------ Extract to read ------
This first Journal sets out to introduce the Cairgo Bike project, its aims, the policy background and governance model. Brussels Capital Region sees this UIA opportunity as a means of extending and investing further in their ongoing development of a sustainable mobility future for the city and its inhabitants. Twin goals of improving citizen quality of life and supporting economic activity are regarded as compatible, where clean air is a key factor in establishing a healthy environment for all parties and stakeholders, living and working in the city.
The project is designed to drive a transport modal shift, away from vehicular traffic to an active travel mode, replacing use of LGVs (Light Goods Vehicles) and private cars by an ecosystem of cargo bikes targeting both citizens and families, as well as the business community. It is built on a concerted partnership, tasked with implementing a set of mutually supporting actions, devised to generate and mainstream this behaviour change. The Journal positions this ambition, the integrated package of actions, within the context of a wider stimulation of cargo bike solutions in many European cities, supported by EU policy and recognising the benefit of understanding and sharing concrete experience in this respect.
------
-- Exercises --
1. List everything that the passage on the Cairgo Bike project says the first Journal sets out to introduce.
2. According to the passage on the Cairgo Bike project, which region sees the UIA opportunity as a way to extend its development of sustainable mobility?
------ Recorded information ------
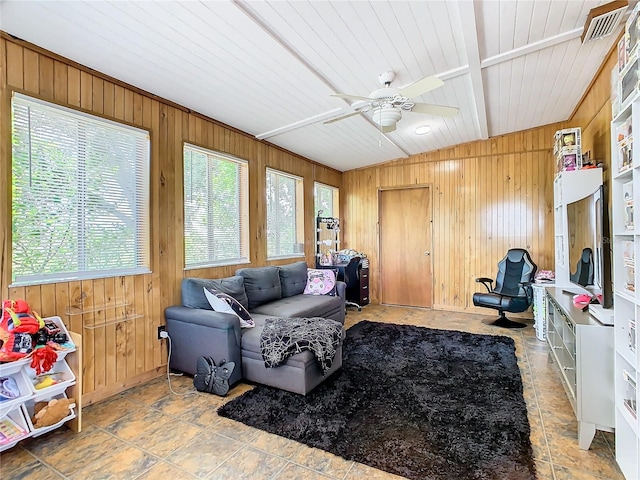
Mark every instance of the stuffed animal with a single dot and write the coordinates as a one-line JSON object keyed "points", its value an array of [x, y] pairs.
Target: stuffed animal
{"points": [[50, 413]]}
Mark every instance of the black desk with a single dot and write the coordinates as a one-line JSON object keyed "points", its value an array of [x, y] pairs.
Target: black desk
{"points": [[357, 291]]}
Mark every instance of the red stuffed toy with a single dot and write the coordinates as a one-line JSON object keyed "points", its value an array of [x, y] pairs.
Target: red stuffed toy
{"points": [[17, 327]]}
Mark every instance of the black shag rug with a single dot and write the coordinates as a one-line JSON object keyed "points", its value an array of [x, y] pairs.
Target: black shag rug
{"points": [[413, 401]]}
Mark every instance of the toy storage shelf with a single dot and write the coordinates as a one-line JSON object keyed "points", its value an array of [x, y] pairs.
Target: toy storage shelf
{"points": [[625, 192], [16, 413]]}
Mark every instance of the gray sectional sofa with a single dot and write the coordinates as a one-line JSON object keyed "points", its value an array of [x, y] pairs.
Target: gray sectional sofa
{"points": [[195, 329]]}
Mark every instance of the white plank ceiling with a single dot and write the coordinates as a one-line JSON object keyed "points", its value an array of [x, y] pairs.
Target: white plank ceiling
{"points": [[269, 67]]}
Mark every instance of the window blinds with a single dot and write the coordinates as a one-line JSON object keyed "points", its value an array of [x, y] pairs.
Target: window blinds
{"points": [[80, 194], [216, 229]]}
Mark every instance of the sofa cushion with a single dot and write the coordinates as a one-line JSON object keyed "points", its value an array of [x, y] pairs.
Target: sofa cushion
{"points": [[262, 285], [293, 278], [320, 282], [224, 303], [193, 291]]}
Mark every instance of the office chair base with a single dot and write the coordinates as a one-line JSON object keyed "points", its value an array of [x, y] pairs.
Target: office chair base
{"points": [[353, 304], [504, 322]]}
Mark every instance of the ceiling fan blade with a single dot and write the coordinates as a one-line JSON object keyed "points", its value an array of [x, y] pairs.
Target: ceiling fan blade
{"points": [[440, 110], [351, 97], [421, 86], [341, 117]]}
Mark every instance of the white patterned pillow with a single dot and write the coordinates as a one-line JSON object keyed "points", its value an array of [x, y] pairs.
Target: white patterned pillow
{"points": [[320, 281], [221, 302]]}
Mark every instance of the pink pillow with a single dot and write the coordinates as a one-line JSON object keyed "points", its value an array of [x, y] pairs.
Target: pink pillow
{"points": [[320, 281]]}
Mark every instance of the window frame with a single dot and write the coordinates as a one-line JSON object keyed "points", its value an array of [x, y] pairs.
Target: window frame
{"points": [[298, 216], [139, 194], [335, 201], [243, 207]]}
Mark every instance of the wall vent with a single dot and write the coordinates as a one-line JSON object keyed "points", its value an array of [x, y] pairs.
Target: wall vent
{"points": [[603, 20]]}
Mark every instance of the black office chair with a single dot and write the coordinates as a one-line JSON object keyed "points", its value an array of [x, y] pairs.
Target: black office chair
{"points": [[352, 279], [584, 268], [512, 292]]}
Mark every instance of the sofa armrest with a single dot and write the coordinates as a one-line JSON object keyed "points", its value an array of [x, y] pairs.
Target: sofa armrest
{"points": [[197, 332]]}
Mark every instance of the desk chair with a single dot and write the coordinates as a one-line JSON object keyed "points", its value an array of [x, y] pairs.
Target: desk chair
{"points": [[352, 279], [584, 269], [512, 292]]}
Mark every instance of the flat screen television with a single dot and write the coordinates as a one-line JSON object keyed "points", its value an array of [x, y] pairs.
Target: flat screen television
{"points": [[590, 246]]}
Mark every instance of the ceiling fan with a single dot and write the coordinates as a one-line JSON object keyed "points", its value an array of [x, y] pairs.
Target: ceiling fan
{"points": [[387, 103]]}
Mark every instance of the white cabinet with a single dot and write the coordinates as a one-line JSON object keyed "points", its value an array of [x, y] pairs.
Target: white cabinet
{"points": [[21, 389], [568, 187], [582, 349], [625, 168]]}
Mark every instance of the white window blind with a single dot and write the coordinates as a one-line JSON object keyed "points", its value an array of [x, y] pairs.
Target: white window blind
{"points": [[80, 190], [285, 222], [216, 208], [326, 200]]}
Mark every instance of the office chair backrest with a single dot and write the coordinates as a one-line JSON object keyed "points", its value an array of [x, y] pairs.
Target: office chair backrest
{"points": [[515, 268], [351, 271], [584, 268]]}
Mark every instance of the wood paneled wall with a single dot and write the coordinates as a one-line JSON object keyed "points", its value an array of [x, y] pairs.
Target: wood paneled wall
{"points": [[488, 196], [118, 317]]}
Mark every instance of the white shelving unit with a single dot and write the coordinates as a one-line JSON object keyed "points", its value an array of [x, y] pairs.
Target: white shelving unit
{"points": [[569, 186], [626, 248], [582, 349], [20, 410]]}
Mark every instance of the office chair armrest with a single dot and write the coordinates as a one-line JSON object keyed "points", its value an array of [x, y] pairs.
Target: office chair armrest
------
-- Task-by-task outputs --
1. The Cairgo Bike project, its aims, the policy background, and the governance model.

2. Brussels Capital Region.